*** SOURCE DATA ***

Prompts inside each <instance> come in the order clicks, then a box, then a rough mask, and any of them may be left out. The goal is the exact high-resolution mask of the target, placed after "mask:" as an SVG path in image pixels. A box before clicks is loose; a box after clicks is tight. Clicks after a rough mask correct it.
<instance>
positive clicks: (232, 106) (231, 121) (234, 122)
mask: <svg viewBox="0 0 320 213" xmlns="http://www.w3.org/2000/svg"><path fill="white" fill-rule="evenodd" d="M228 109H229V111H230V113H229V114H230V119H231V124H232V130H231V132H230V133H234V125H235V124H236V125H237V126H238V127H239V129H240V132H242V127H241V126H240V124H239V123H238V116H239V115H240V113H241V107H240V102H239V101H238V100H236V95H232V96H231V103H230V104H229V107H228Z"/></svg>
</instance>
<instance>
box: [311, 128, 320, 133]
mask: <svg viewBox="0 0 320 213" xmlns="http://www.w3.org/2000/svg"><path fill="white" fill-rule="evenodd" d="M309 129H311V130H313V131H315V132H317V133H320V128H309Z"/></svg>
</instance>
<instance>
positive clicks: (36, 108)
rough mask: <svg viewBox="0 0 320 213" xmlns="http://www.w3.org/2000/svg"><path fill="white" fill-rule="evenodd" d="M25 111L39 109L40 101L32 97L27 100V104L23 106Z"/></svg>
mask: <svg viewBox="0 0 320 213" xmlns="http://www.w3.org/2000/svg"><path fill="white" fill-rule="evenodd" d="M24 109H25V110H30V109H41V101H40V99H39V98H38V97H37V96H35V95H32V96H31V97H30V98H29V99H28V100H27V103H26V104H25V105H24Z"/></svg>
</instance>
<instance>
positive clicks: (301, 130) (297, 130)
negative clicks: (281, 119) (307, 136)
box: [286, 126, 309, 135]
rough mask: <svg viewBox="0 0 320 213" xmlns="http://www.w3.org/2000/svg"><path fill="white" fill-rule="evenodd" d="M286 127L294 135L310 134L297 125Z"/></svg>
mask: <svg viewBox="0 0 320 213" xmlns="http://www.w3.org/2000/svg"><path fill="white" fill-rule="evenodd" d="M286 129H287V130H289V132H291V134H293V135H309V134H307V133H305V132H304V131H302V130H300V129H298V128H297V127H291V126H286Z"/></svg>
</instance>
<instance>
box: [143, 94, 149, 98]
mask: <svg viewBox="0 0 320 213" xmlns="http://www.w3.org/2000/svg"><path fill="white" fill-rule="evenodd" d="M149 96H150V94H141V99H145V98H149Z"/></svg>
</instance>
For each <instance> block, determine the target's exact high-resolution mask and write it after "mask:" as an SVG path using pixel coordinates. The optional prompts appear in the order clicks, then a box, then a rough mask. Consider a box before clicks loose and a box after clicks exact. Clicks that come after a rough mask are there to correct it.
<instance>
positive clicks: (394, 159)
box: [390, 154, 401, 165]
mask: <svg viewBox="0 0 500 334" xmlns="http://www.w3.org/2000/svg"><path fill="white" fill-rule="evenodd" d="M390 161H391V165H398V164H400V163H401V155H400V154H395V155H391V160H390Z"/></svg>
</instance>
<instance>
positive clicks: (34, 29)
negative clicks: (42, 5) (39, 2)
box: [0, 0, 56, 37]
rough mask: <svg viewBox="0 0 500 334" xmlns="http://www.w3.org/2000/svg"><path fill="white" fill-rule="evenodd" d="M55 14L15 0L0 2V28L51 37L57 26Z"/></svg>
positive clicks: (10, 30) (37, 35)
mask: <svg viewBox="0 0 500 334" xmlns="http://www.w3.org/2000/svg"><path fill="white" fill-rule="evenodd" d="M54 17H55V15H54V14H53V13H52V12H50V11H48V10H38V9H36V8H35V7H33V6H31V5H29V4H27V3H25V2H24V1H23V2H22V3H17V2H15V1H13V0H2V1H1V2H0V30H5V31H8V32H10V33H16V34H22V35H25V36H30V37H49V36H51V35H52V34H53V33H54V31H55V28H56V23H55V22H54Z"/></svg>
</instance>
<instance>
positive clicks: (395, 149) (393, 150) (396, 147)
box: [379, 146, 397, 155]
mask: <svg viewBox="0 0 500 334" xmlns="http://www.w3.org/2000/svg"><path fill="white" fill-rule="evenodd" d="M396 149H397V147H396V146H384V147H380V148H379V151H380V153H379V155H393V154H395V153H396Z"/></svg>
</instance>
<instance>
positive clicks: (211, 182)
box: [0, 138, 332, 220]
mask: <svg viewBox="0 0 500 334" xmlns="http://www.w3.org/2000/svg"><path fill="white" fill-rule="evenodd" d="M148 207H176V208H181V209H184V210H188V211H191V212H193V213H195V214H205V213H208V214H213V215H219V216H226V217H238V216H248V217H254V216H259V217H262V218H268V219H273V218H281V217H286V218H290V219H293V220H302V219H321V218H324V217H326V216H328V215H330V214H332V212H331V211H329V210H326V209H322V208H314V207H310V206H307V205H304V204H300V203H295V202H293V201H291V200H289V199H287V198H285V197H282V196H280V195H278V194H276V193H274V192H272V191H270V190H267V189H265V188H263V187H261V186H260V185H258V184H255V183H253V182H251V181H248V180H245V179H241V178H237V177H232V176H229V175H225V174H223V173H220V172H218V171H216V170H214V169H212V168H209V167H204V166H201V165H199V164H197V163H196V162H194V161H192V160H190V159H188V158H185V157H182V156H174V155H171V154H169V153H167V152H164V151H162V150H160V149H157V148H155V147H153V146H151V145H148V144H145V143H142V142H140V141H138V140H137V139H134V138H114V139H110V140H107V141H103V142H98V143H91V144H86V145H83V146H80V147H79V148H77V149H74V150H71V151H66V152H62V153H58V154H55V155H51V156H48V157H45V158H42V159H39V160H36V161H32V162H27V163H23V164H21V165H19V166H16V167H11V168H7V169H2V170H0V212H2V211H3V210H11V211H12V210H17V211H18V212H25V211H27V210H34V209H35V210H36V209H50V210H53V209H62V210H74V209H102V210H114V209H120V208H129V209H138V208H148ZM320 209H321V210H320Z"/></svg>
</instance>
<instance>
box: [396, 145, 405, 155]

*** End of SOURCE DATA ***

Write out, from the lines above, only those from the line with "positive clicks: (34, 29)" to the line with "14L15 0L0 2V28L51", exactly as given, including the first and the last.

TASK RESULT
positive clicks: (34, 29)
negative clicks: (42, 5) (39, 2)
box: [0, 0, 56, 37]
rough mask: <svg viewBox="0 0 500 334" xmlns="http://www.w3.org/2000/svg"><path fill="white" fill-rule="evenodd" d="M55 14L15 0L0 2V28L51 37L57 26Z"/></svg>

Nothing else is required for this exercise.